§ **Text shown**:

Sundarapandiam is a panchayat town in Srivilliputhur Taluk- old, Virudhunagar district in the Indian state of Tamil Nadu.

Geography

Water bodies
Sundarapandiam is located at river bed of Arjuna. Many small lakes are located around this place, namely, Senkulum, Periyakulam, and Karisalkulam. The main source of drinking water is taken underground.

Demographics
 India census, Sundarapandiam had a population of 8547. Males constitute 50% of the population and females 50%. Sundarapandiam has an average literacy rate of 60%, higher than the national average of 59.5%: male literacy is 71%, and female literacy is 49%. In Sundarapandiam, 8% of the population is under 6 years of age. Weaving and Agriculture are  Main occupations of the people living here.

Transport
Sundarapandiam (major panchayat) is located one 1 km from the main road between Krishnankoil and Watrap. Approximately, every 30 minutes a bus leaves from Srivilliputtur (via, Krishnancoil) or from Watrap to this place. Another mode of reaching to Sundarapandiam by auto. Take an auto from Krishnankoil which is located 6 km away.

§ **Stored rows**:
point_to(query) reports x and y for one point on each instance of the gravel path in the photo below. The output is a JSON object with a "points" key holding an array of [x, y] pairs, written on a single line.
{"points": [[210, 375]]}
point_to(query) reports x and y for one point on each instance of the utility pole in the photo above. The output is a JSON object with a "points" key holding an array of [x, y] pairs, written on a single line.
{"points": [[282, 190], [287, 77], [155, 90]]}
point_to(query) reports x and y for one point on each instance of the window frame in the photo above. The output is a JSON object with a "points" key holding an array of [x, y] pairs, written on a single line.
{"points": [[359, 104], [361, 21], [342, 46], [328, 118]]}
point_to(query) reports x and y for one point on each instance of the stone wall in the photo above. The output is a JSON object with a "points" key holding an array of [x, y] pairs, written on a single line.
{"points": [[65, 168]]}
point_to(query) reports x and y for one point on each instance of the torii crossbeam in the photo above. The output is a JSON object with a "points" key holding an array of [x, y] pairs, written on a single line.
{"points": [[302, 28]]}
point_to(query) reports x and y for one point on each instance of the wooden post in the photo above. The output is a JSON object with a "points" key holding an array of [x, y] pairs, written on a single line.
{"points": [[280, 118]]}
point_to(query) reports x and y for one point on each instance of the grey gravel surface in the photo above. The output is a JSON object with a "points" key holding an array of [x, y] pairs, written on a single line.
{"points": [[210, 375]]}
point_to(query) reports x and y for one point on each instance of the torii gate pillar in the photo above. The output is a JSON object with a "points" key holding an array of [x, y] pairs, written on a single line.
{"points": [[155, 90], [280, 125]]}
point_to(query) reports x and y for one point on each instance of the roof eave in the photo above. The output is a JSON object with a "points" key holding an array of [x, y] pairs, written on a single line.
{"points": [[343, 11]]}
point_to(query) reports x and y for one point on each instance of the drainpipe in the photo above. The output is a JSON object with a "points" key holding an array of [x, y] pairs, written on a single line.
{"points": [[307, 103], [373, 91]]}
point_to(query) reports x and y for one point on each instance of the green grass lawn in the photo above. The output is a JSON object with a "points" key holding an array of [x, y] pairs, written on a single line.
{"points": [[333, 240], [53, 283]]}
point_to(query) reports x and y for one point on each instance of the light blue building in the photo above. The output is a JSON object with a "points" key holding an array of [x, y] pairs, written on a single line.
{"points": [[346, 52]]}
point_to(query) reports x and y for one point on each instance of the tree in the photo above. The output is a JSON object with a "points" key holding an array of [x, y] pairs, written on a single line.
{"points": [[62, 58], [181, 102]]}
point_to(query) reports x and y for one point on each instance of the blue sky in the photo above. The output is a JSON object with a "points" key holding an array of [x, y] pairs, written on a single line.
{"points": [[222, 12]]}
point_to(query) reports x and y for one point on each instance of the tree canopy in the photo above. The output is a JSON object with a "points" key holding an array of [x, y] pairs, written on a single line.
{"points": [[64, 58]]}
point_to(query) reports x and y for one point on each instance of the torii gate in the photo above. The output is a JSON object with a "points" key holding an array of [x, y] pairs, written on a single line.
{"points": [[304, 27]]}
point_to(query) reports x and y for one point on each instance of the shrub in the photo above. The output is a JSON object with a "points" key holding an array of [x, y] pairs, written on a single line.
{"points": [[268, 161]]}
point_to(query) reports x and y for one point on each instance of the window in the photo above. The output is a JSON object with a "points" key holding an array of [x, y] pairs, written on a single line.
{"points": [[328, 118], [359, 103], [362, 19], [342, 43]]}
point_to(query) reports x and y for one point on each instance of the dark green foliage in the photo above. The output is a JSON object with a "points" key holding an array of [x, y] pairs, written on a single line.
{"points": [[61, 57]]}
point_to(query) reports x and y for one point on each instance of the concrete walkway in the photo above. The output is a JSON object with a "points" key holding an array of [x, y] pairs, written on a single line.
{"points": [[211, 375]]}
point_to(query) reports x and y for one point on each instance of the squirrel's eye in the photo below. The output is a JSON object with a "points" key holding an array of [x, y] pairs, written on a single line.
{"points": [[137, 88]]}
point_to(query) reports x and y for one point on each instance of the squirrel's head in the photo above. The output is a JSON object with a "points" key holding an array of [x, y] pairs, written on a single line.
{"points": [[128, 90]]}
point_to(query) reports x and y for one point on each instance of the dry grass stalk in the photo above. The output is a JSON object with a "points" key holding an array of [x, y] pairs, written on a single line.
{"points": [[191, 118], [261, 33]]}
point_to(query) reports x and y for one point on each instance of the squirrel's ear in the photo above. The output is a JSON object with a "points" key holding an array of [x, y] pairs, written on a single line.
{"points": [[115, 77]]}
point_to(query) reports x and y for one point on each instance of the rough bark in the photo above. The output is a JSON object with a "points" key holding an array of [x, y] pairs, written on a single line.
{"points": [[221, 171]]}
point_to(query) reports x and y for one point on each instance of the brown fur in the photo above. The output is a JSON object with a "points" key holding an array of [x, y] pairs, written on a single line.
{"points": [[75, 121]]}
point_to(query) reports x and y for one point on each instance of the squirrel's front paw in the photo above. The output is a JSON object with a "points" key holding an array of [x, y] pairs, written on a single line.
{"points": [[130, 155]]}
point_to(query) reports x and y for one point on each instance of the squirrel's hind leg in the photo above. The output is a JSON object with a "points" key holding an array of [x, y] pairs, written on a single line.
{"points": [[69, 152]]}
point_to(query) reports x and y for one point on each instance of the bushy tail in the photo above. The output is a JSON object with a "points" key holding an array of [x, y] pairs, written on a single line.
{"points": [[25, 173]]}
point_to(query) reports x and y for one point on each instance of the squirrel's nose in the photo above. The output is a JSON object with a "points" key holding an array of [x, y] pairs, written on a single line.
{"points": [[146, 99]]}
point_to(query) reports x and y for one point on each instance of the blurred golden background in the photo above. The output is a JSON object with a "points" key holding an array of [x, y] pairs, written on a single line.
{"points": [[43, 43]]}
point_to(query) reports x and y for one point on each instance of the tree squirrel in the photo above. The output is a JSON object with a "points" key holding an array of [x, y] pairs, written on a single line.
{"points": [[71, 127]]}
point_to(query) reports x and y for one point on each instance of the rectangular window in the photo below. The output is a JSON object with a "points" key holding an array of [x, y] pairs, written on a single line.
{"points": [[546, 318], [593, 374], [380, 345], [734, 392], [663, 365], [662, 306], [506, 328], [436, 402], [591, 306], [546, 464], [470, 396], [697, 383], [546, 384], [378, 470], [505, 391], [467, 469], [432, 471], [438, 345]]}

§ **Brief 1**:
According to the Sundarapandiam text, which small lakes are located around the town?
§ **Brief 2**:
From the Sundarapandiam text, copy out the passage from "Demographics" to "located 6 km away." word for word.
The material has no connection to the text about Sundarapandiam.

§ **Task result 1**:
Senkulum, Periyakulam, and Karisalkulam.

§ **Task result 2**:
Demographics
 India census, Sundarapandiam had a population of 8547. Males constitute 50% of the population and females 50%. Sundarapandiam has an average literacy rate of 60%, higher than the national average of 59.5%: male literacy is 71%, and female literacy is 49%. In Sundarapandiam, 8% of the population is under 6 years of age. Weaving and Agriculture are  Main occupations of the people living here.

Transport
Sundarapandiam (major panchayat) is located one 1 km from the main road between Krishnankoil and Watrap. Approximately, every 30 minutes a bus leaves from Srivilliputtur (via, Krishnancoil) or from Watrap to this place. Another mode of reaching to Sundarapandiam by auto. Take an auto from Krishnankoil which is located 6 km away.